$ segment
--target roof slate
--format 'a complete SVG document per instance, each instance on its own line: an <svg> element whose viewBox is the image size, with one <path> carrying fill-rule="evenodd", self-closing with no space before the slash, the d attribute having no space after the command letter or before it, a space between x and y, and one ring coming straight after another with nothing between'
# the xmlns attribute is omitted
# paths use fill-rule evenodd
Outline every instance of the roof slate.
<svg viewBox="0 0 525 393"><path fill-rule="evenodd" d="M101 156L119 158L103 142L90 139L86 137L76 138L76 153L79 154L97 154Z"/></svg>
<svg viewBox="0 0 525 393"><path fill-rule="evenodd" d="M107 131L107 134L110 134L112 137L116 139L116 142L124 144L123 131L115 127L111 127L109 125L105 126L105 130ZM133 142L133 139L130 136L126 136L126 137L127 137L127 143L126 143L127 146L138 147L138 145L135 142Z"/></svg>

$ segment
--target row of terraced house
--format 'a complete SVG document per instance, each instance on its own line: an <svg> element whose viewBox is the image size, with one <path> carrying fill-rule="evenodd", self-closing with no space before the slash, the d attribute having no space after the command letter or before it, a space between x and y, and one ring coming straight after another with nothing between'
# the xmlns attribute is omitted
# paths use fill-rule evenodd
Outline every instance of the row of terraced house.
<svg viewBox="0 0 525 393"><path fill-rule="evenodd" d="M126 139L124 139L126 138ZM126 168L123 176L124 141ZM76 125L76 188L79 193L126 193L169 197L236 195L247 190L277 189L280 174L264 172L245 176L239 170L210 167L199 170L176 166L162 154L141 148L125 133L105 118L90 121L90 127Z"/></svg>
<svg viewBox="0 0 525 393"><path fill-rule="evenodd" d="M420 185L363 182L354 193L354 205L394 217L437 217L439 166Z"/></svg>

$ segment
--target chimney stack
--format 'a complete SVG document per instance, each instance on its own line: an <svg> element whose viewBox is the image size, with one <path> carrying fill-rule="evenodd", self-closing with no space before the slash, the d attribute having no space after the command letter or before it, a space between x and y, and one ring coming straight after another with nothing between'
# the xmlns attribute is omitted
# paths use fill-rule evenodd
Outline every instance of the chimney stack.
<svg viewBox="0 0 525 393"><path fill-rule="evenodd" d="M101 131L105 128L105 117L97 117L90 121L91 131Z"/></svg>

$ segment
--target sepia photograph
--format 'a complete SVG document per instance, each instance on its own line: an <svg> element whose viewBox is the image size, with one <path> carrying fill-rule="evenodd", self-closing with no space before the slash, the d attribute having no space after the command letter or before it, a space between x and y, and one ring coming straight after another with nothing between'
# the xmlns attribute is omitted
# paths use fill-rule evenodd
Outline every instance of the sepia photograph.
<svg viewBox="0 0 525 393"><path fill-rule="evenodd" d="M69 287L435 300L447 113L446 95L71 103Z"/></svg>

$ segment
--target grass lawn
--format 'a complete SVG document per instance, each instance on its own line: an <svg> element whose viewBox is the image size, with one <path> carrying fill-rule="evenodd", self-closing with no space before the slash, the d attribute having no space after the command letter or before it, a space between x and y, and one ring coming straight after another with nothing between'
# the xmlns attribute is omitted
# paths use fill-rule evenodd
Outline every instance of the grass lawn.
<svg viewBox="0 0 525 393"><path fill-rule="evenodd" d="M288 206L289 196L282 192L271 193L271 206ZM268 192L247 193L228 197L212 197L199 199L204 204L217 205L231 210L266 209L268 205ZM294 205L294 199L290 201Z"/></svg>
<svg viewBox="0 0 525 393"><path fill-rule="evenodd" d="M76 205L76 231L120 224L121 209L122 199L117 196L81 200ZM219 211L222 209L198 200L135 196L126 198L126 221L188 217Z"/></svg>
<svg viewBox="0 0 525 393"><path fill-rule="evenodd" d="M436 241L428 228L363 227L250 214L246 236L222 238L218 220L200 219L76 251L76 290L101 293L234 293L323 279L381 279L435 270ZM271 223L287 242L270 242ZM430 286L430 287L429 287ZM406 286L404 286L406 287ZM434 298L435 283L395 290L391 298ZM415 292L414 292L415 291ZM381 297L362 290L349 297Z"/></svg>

◇ ◇ ◇ ◇ ◇ ◇ ◇

What to do:
Copy every line of all the records above, character for character, without changing anything.

Right answer:
$ segment
--target roof slate
--format 'a complete SVG document per instance, each instance on its own line: an <svg> element whose viewBox is the image size, with one <path> carrying fill-rule="evenodd", self-closing with no space before the slash, the d attribute having no space after the command letter or before it, a space between x and y, and one ring coming straight after another with nothing between'
# the xmlns attribute is omitted
# paths use fill-rule evenodd
Outline every instance of the roof slate.
<svg viewBox="0 0 525 393"><path fill-rule="evenodd" d="M101 156L119 158L103 142L90 139L86 137L76 138L76 153L79 154L97 154Z"/></svg>
<svg viewBox="0 0 525 393"><path fill-rule="evenodd" d="M107 131L107 134L110 134L112 137L116 139L116 142L124 144L123 131L115 127L111 127L109 125L105 126L105 130ZM133 142L133 139L130 136L126 136L126 137L127 137L127 143L126 143L127 146L138 147L138 145L135 142Z"/></svg>

$ segment
--target row of terraced house
--format 'a complete SVG document per instance, each instance on its own line: an <svg> element whose viewBox is the image size, with one <path> carrying fill-rule="evenodd", self-closing with no space before the slash, the d attribute having no space after the command letter or before it, a space between x and y, and one ring coming straight after another with nothing between'
# the xmlns attribute is omitted
# paths use fill-rule evenodd
Outline every instance of the row of terraced house.
<svg viewBox="0 0 525 393"><path fill-rule="evenodd" d="M126 139L124 139L126 138ZM126 168L123 176L124 141ZM76 125L76 188L79 193L126 193L169 197L236 195L247 190L277 189L280 174L264 172L245 176L239 170L210 167L199 170L176 166L162 154L141 148L125 133L105 118L90 121L90 127Z"/></svg>
<svg viewBox="0 0 525 393"><path fill-rule="evenodd" d="M420 185L363 182L354 193L354 205L394 217L437 217L439 166Z"/></svg>

$ segment
--target chimney stack
--format 'a complete SVG document per instance, each instance on its own line: an <svg> element whose viewBox is the image size, with one <path> carrying fill-rule="evenodd", self-closing with no space before the slash, the d attribute having no space after the command letter or before it, a space between x and y, and one ring coming straight after another with nothing between'
# the xmlns attribute is omitted
# paths use fill-rule evenodd
Outline every instance of the chimney stack.
<svg viewBox="0 0 525 393"><path fill-rule="evenodd" d="M101 131L105 128L105 117L97 117L90 121L91 131Z"/></svg>

$ segment
--target sepia photograph
--format 'a complete SVG document per instance, each instance on its own line: an <svg> element whose viewBox is the image size, with one <path> carrying fill-rule="evenodd", self-closing with no space before the slash, the d attribute having no space after the command letter or before it, a space between x and y, and one ring coming straight after another with nothing between'
# the xmlns attribute is omitted
# paths use fill-rule evenodd
Outline every instance of the sepia photograph.
<svg viewBox="0 0 525 393"><path fill-rule="evenodd" d="M69 287L435 300L447 113L446 95L71 103Z"/></svg>

$ segment
--target grass lawn
--format 'a complete SVG document per instance, each instance on its own line: an <svg> element whose viewBox is the image size, with one <path> carrying fill-rule="evenodd", self-closing with no space before the slash, the d attribute having no space after the command letter or before it, a space between x and y, and one ring coming straight after another with nothing between'
# the xmlns attribute is omitted
# paths use fill-rule evenodd
Outline every instance of the grass lawn.
<svg viewBox="0 0 525 393"><path fill-rule="evenodd" d="M288 206L289 196L282 192L271 193L271 206ZM268 192L247 193L228 197L212 197L199 199L204 204L217 205L231 210L266 209L268 205ZM294 205L294 199L290 201Z"/></svg>
<svg viewBox="0 0 525 393"><path fill-rule="evenodd" d="M76 205L76 231L120 224L121 209L122 199L117 196L81 200ZM219 211L222 209L198 200L135 196L126 198L126 221L188 217Z"/></svg>
<svg viewBox="0 0 525 393"><path fill-rule="evenodd" d="M436 241L428 228L363 227L250 214L246 236L222 238L218 220L200 219L76 251L76 290L101 293L234 293L323 279L381 279L435 270ZM271 223L287 242L270 242ZM430 286L430 287L429 287ZM406 286L404 286L406 287ZM434 298L435 283L395 290L391 298ZM415 292L414 292L415 291ZM381 297L362 290L349 297Z"/></svg>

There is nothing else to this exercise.